= Given exercise =
Can you copy every line from the start of the records through the line containing "[672,198,1200,293]", including that line, without reproducing any pictures?

Coordinate annotation records

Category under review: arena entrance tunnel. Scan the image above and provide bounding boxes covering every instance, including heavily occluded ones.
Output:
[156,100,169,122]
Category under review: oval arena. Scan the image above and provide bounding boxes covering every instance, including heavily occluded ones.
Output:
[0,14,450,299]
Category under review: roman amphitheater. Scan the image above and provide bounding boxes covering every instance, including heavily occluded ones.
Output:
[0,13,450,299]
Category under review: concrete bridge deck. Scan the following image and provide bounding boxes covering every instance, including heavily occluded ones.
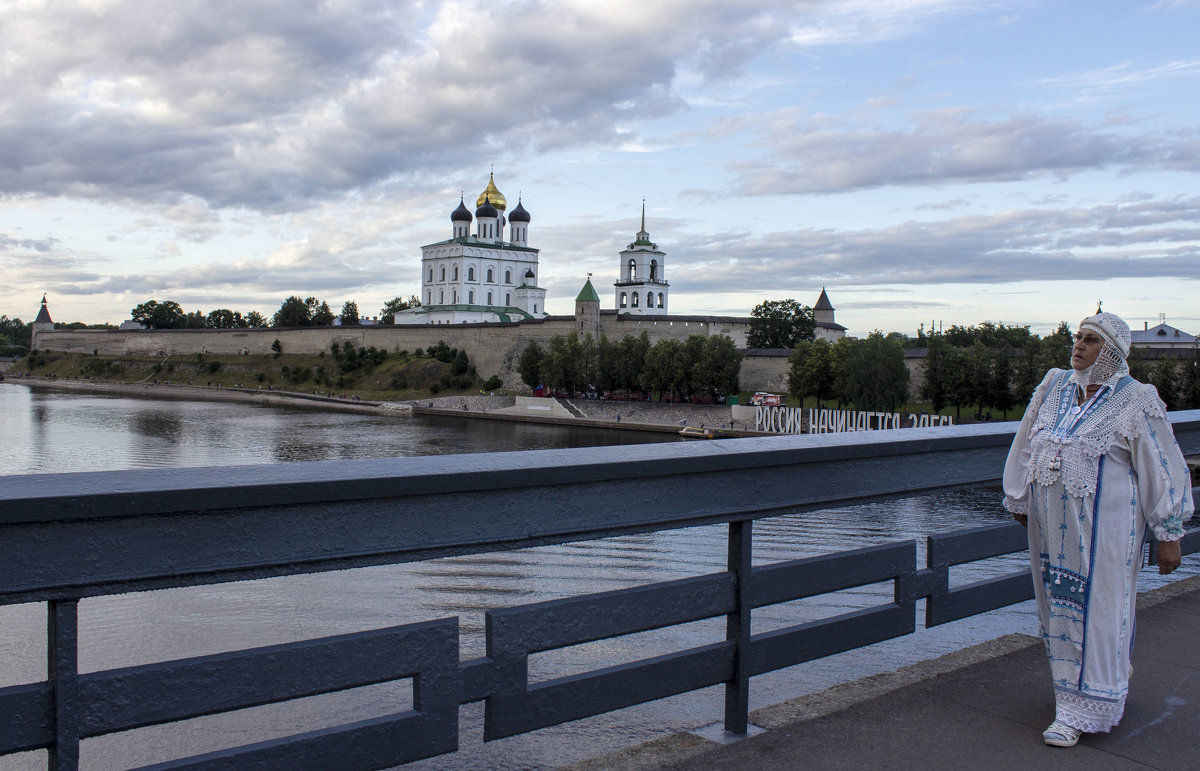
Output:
[576,576,1200,771]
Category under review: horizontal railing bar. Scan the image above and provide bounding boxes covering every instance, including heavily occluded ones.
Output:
[484,641,733,741]
[926,521,1030,567]
[750,603,916,675]
[133,710,458,771]
[486,573,733,656]
[750,540,917,608]
[79,618,458,736]
[925,568,1033,627]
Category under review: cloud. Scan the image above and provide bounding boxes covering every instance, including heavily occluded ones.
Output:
[0,0,788,210]
[732,108,1200,196]
[1034,59,1200,97]
[672,198,1200,293]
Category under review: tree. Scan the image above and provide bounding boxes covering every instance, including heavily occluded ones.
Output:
[0,316,34,348]
[305,297,336,327]
[204,307,250,329]
[517,340,546,388]
[130,300,188,329]
[787,340,833,407]
[746,299,816,348]
[689,335,742,395]
[379,294,421,324]
[617,330,650,392]
[846,329,908,412]
[1150,357,1180,410]
[271,294,312,327]
[920,333,953,414]
[829,337,858,408]
[1038,322,1074,375]
[642,337,688,394]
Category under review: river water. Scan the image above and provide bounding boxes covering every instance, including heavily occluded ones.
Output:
[0,382,1198,770]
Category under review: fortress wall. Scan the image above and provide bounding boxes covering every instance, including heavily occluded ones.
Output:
[600,313,750,348]
[738,353,790,394]
[36,313,787,390]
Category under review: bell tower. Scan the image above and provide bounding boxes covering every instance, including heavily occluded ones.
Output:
[613,198,671,316]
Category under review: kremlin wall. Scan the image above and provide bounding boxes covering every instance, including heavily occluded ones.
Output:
[25,178,846,393]
[34,303,801,392]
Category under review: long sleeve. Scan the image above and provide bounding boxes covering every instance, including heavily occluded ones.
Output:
[1003,370,1058,514]
[1130,399,1195,540]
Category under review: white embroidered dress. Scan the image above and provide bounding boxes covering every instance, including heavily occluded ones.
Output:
[1003,369,1193,733]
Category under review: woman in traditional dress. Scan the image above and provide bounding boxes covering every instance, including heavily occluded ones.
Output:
[1004,312,1193,747]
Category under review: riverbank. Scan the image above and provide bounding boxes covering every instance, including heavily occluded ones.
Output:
[0,375,762,436]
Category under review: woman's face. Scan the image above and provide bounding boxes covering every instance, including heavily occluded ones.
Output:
[1070,329,1104,370]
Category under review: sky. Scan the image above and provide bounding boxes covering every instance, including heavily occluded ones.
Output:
[0,0,1200,336]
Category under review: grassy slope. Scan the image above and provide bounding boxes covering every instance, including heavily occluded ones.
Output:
[12,351,492,401]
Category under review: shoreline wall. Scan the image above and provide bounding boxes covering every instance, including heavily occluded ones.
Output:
[32,311,787,390]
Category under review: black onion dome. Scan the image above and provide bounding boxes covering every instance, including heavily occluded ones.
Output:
[509,198,529,223]
[475,198,500,219]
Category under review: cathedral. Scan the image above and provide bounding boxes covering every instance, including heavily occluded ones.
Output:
[396,175,547,324]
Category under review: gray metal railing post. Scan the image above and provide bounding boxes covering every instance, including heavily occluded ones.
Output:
[725,520,754,734]
[46,599,79,771]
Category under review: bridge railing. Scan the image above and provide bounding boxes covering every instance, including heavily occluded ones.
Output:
[7,411,1200,769]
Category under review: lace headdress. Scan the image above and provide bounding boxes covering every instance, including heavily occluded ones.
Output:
[1070,313,1132,390]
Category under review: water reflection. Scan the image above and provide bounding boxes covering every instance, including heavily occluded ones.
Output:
[0,386,1198,771]
[0,382,678,474]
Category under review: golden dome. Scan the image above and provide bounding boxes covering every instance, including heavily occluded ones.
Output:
[475,174,509,211]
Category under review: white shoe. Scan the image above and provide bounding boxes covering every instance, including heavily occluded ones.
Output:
[1042,721,1084,747]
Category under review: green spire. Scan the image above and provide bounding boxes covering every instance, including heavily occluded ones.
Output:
[575,275,600,303]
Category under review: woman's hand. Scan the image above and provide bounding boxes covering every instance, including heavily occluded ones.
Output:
[1158,540,1183,575]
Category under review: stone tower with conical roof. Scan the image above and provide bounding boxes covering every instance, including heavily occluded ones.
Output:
[812,287,846,342]
[29,294,54,351]
[613,201,671,316]
[575,273,600,340]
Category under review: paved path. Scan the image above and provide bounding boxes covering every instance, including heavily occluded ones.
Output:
[581,578,1200,771]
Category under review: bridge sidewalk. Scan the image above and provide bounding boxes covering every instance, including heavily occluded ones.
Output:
[593,576,1200,771]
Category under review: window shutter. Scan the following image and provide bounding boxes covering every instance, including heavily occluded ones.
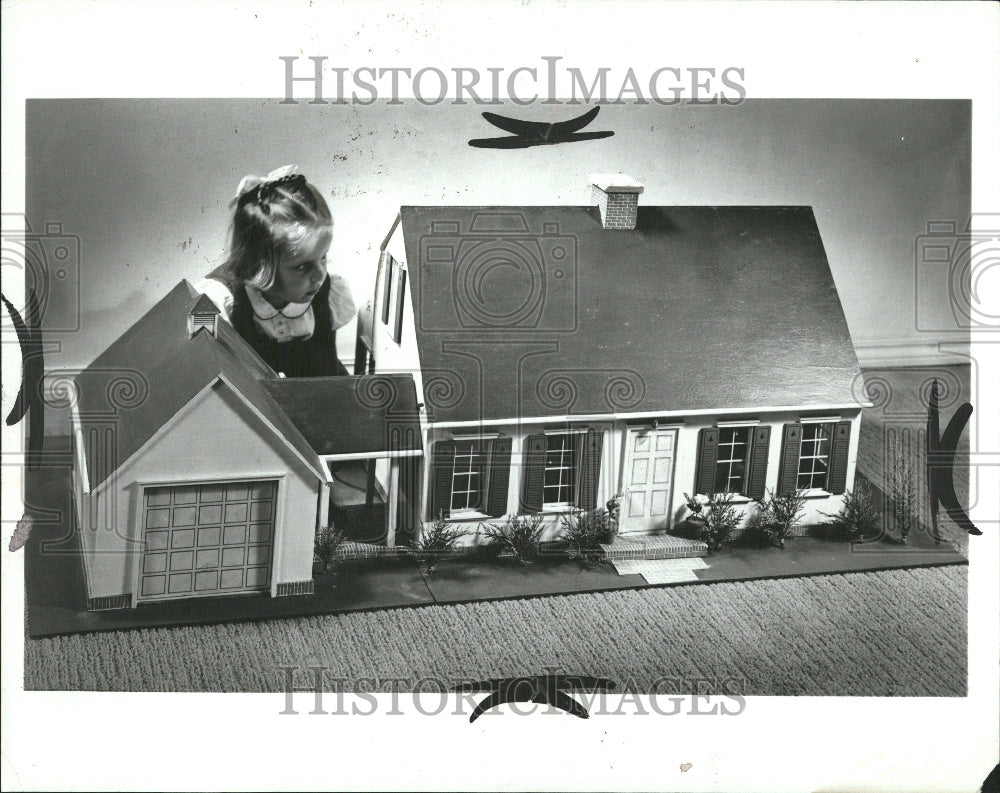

= Answer for the task =
Category under review: arena entrance tunnel. Scan the image above and provide bounding boxes covering every instance, including heavily occluded ones.
Output:
[156,100,169,122]
Category under review: oval arena. Scan the image above and provide bounding boxes covering every instance, including heavily occluded ones.
Output:
[0,14,450,299]
Category under review: roman amphitheater. Scan the image above and provide bounding boxes covering every instance, including heavily occluded ones.
Output:
[0,13,450,299]
Category under review: concrete bridge deck. Scan the following image and provide bounding boxes covering every instance, including heavily occluded ones.
Output:
[576,576,1200,771]
Category under review: horizontal railing bar. Scan the image above and provide bounding boxes covering every instance, including heavily occluded ones.
Output:
[484,641,733,741]
[926,521,1030,567]
[750,603,916,675]
[133,710,458,771]
[486,573,733,656]
[750,540,917,608]
[79,618,458,736]
[925,568,1033,627]
Category under review: cloud. Scan the image above and provide bounding boxes covering every instance, including heavily occluded ones.
Output:
[0,0,788,210]
[732,108,1200,196]
[1034,59,1200,97]
[672,198,1200,293]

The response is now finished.